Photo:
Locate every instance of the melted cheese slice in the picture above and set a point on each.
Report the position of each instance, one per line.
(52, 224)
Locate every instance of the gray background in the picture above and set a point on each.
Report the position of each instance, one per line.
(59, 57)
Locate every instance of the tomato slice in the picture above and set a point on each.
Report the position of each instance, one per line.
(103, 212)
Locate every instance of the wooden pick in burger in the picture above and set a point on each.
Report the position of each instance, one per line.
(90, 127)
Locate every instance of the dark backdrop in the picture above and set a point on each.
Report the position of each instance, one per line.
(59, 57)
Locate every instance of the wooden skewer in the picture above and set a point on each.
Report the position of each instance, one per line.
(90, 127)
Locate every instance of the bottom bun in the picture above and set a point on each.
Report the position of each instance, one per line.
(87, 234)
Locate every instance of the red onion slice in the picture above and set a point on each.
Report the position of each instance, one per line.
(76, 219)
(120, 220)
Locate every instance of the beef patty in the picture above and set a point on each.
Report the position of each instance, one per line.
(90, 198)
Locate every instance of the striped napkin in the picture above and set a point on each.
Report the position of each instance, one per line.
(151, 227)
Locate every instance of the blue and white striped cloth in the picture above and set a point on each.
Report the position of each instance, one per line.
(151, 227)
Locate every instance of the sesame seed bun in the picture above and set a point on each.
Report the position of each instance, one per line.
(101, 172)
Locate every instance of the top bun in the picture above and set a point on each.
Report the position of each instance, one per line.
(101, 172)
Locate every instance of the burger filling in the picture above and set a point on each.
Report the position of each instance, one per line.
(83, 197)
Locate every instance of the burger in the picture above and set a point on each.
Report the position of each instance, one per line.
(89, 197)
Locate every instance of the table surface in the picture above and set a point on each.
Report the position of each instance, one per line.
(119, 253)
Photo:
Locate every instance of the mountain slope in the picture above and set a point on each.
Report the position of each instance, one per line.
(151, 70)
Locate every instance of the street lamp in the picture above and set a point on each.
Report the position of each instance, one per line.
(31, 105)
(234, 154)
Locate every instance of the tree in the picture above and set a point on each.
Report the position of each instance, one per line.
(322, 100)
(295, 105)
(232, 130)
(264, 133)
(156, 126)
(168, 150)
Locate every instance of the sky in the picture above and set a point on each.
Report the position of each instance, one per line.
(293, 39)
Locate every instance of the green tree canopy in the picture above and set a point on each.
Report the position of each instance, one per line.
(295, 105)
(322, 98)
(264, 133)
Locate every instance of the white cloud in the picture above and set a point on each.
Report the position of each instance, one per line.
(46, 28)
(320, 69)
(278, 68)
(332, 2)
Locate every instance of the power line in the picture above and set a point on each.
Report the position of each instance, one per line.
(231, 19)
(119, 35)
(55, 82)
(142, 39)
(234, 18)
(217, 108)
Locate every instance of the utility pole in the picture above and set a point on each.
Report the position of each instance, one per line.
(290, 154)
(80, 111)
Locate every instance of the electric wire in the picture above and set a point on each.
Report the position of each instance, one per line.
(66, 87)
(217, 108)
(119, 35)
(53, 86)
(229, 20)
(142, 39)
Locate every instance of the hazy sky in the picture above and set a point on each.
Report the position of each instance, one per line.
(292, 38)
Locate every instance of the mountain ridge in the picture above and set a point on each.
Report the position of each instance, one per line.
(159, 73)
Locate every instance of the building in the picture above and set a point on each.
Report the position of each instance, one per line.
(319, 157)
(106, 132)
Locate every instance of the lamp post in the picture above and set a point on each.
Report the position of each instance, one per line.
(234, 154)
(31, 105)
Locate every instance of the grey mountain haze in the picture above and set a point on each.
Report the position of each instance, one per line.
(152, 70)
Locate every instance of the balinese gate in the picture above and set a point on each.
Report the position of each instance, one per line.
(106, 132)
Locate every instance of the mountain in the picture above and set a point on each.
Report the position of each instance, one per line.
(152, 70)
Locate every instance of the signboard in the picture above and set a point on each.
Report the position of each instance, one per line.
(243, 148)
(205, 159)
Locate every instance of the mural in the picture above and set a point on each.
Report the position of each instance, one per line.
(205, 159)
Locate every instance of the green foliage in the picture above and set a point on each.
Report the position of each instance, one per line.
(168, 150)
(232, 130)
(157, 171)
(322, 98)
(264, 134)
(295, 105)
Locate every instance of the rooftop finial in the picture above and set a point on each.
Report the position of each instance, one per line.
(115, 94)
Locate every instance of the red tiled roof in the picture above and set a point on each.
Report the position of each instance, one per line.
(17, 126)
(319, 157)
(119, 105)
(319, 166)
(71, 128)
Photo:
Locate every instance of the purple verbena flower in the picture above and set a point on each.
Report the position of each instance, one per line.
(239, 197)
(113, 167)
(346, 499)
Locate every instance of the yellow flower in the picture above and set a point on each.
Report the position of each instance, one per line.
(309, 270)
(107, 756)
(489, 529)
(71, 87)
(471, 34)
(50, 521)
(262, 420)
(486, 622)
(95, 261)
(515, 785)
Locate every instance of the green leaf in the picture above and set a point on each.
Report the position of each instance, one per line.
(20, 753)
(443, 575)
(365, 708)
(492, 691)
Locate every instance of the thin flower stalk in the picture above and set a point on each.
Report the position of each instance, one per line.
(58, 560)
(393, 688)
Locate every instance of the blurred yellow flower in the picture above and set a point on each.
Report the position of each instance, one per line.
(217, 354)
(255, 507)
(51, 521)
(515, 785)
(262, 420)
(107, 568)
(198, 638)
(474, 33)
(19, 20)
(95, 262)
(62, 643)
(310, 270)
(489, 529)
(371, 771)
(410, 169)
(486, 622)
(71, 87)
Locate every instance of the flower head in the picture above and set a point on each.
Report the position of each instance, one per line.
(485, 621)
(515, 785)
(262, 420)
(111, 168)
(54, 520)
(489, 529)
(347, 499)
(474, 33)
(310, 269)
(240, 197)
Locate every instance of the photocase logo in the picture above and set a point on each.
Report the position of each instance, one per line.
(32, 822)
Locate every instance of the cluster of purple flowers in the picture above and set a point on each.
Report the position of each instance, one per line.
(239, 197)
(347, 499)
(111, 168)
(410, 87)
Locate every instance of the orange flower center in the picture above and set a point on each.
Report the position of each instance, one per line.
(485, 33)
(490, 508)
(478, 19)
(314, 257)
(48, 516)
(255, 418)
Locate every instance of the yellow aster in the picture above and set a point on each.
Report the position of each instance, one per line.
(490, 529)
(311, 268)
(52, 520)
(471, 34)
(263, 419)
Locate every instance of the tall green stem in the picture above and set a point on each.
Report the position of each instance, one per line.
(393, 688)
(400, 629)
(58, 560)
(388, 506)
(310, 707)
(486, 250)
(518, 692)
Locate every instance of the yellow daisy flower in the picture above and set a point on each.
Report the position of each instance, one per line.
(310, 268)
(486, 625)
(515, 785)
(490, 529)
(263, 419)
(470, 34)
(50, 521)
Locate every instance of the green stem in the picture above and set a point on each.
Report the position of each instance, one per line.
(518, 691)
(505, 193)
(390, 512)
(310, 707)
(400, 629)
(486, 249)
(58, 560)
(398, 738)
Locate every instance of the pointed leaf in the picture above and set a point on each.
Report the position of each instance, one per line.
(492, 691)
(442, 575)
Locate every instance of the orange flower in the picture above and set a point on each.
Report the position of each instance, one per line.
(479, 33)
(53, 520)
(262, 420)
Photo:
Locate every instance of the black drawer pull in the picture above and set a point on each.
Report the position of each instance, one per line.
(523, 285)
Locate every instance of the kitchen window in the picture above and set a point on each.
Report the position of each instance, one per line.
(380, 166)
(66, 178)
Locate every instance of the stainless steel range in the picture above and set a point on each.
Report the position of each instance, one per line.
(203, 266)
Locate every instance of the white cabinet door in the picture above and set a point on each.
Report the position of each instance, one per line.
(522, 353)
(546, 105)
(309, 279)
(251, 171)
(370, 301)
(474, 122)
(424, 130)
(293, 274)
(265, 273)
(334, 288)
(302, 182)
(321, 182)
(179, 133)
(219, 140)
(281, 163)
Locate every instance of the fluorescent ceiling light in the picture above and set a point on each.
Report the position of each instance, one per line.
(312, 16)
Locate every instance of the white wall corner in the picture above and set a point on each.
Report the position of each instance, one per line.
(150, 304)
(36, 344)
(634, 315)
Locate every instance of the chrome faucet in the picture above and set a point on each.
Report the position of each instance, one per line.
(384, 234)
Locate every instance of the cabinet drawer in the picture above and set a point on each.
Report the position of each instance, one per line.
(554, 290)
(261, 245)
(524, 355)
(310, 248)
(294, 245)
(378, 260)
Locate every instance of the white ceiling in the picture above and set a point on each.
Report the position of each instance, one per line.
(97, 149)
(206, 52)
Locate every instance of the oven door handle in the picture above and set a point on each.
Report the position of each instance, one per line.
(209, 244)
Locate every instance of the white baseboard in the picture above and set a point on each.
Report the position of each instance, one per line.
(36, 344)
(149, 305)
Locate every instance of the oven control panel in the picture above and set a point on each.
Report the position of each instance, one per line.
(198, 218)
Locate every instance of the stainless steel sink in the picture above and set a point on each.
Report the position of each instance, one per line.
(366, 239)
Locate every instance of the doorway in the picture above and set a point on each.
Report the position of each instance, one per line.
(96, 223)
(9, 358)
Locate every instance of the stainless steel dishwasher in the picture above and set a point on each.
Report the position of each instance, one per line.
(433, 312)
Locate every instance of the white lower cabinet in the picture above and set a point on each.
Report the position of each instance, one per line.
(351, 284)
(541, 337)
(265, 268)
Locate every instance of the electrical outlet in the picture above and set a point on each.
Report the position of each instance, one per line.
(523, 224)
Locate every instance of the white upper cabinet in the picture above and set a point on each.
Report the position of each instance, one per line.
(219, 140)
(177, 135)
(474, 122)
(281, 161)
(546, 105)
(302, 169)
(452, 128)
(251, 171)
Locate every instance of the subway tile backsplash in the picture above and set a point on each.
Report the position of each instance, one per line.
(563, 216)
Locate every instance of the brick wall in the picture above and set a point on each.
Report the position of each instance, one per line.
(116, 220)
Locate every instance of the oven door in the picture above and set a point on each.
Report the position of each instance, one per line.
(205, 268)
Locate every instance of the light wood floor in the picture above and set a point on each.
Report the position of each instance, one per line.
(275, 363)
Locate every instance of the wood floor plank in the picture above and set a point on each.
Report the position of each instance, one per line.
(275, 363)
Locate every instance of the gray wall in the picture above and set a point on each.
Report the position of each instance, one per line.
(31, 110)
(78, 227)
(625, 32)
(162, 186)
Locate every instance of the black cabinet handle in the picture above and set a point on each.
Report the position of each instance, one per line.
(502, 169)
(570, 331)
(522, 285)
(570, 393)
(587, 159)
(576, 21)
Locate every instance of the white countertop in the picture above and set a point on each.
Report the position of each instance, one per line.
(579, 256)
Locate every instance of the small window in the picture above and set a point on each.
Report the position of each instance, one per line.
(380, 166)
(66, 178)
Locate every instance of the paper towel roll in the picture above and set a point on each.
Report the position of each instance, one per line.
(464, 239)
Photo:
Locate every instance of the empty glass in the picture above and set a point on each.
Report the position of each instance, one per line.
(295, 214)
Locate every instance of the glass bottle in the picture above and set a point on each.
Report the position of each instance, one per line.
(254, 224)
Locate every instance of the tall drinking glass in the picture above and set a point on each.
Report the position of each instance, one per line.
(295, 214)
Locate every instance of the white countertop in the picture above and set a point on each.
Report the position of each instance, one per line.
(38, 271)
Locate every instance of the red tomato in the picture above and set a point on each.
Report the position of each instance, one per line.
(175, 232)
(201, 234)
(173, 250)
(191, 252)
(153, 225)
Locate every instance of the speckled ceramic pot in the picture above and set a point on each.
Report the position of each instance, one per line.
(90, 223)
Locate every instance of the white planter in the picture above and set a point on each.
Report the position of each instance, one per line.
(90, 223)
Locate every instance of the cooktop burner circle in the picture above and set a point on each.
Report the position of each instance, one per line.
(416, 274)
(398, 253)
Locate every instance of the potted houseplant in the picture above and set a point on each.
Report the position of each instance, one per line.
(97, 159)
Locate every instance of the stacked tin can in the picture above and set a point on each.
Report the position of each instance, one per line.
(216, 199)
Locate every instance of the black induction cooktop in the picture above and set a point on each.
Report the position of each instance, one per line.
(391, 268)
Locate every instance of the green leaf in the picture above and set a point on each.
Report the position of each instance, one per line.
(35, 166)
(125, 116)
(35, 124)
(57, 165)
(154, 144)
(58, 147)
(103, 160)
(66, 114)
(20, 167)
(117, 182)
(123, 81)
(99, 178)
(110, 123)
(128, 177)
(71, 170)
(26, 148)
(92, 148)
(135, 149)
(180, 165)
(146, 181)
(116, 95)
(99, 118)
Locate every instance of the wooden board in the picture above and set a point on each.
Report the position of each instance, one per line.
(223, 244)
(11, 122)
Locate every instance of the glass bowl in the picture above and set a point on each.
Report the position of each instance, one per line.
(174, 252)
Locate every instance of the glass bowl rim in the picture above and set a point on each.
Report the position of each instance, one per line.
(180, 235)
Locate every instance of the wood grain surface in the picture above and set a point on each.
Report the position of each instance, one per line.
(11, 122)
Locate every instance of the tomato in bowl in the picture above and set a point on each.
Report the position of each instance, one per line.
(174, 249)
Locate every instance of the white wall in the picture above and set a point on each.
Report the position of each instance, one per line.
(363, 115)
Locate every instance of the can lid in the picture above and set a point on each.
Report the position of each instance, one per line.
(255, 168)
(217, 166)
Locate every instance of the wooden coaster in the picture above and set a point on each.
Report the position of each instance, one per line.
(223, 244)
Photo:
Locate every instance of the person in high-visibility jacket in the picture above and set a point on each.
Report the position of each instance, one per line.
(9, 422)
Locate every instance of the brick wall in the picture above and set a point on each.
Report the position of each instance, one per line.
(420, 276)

- _What to produce_
Keep only the lines from the one containing "Locate every instance of the wooden board" to the end of the entries, and repeat them exactly.

- _Finished task_
Locate every instance of the wooden board in the picture above and set a point on each.
Report the position of each instance, one per line.
(223, 244)
(11, 122)
Locate every instance of the glass bowl in the picture above and set a point on each.
Report the position of each instance, one per line.
(174, 252)
Locate every instance of the glass bowl rim in the picture above and set a point on each.
Report the position of each instance, one per line.
(180, 235)
Locate every instance of the wood grain surface in the picture above and set a point on each.
Report the position of each instance, one per line.
(11, 122)
Locate every instance of the tomato in bowl in the picture above and set a point on each.
Report the position of each instance, one per line.
(174, 249)
Locate every instance of the white wall in the picture above and set a point on each.
Report the position of each instance, one per line.
(363, 115)
Locate every instance of the can lid in the picture above and set a point on each.
Report the position of each instance, one per line.
(255, 168)
(217, 166)
Locate every instance of the wooden coaster in the picture above and set a point on each.
Report the position of each instance, one per line.
(223, 244)
Photo:
Locate every instance of the person in high-visibility jacket in the picture above and set a point on each.
Report the position of each instance, one per line.
(9, 422)
Locate every instance of the brick wall in the picture above and set a point on each.
Report the position of each instance, one per line.
(420, 276)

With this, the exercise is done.